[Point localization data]
□ □ □ □

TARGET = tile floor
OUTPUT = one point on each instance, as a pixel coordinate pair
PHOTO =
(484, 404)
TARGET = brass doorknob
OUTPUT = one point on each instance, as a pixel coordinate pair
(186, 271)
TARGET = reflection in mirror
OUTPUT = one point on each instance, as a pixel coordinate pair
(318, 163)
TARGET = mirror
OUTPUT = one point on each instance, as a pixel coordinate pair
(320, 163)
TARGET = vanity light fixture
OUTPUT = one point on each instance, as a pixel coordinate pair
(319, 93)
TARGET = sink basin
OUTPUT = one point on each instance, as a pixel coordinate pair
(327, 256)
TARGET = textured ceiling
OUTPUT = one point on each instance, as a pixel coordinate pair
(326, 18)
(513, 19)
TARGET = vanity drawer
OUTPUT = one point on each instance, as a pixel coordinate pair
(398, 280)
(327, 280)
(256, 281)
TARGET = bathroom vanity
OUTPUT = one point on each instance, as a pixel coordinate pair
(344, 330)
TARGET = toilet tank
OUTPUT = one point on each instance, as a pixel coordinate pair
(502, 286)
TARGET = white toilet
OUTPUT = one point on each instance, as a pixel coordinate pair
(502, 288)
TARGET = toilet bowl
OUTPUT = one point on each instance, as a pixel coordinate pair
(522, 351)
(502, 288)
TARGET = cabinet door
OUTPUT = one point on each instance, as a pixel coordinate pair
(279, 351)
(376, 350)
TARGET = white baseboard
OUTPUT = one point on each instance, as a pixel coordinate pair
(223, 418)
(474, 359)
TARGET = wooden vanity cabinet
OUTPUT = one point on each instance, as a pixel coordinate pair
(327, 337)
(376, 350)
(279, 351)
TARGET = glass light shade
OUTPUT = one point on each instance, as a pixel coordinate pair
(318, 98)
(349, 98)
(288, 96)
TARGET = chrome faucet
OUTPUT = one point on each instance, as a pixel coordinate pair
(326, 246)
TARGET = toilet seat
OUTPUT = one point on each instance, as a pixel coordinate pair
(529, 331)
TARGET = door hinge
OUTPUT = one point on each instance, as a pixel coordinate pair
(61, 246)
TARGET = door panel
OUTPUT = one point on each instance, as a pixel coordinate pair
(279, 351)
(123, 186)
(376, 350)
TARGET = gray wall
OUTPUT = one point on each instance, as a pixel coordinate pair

□ □ □ □

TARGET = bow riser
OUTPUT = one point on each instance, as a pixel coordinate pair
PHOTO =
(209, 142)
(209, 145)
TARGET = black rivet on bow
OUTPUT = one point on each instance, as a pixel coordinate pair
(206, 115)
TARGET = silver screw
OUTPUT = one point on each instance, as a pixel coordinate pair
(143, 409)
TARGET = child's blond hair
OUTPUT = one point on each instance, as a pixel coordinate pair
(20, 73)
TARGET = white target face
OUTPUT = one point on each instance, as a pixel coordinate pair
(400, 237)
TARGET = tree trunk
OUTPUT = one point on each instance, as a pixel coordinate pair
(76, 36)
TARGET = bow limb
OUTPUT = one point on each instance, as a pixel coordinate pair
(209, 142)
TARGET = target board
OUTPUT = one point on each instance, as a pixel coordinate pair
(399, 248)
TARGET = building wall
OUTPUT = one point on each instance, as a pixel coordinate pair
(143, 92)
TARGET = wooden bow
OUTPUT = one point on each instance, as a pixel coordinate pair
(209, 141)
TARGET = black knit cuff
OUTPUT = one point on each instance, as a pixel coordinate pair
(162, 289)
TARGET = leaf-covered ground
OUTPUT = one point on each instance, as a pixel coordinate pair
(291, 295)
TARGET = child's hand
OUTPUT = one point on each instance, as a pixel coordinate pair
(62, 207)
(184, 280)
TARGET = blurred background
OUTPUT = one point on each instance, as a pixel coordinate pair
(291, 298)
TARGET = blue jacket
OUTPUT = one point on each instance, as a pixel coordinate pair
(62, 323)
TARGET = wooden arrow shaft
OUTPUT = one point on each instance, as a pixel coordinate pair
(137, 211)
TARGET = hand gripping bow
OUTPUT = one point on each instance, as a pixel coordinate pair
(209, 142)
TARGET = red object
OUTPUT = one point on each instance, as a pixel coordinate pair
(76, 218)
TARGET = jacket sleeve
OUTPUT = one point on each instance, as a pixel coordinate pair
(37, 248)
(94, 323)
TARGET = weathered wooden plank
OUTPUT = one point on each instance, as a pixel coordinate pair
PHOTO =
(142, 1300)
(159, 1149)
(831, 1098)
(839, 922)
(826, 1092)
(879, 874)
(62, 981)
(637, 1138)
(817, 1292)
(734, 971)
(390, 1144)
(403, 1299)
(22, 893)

□ □ □ □

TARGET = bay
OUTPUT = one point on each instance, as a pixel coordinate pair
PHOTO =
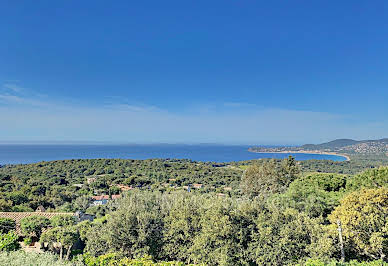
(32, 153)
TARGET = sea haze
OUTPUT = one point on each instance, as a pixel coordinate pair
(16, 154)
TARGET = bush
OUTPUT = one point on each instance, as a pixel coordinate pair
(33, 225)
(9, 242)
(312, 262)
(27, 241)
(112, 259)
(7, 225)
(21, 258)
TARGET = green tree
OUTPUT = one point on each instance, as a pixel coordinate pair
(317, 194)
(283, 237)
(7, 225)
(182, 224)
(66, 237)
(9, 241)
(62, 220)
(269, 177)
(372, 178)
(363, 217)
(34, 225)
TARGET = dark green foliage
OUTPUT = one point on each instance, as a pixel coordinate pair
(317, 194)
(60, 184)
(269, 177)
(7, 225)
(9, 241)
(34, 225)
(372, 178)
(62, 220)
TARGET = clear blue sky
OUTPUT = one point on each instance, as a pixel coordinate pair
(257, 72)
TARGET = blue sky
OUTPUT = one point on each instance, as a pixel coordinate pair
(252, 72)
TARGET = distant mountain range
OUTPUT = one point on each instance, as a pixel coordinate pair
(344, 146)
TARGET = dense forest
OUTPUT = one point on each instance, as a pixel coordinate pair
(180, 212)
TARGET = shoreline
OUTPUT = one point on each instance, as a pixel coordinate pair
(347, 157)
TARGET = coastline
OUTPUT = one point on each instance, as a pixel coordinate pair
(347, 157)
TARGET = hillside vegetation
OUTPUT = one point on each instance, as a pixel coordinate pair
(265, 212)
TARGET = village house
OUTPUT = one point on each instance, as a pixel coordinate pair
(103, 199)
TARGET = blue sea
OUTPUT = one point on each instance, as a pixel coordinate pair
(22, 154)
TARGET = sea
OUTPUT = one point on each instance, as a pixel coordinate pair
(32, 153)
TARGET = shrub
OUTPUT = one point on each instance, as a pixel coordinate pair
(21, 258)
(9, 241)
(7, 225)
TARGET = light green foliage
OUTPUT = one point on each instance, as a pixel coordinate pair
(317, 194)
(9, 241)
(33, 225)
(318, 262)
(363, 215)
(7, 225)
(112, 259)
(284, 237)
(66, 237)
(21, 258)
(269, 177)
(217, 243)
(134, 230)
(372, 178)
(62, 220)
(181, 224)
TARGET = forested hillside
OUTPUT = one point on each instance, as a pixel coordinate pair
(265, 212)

□ □ □ □

Task requirements → Find every line in the records above that holds the word "cabinet", and copy each one.

Your solution →
TARGET = cabinet door
TARGET = wooden vanity cabinet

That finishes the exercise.